Source material ::
************
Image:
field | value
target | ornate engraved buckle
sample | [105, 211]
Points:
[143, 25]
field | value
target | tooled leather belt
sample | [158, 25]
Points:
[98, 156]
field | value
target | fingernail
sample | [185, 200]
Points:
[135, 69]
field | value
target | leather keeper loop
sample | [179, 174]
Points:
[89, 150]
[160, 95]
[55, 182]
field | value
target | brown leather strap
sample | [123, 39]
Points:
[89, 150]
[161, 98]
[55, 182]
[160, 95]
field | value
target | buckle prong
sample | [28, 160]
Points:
************
About this task :: Would you please print every record exactly as written?

Solution below ::
Image:
field | value
target | ornate engraved buckle
sample | [105, 211]
Points:
[143, 25]
field | value
target | tooled leather belt
sample | [158, 25]
Points:
[98, 156]
field | value
target | fingernail
sample | [185, 200]
Points:
[135, 69]
field | value
target | leather keeper loop
sample | [179, 174]
Points:
[89, 150]
[160, 95]
[55, 182]
field | value
target | brown leather strap
sample | [123, 39]
Points:
[89, 150]
[161, 98]
[55, 182]
[160, 95]
field | value
target | buckle prong
sample | [28, 160]
Points:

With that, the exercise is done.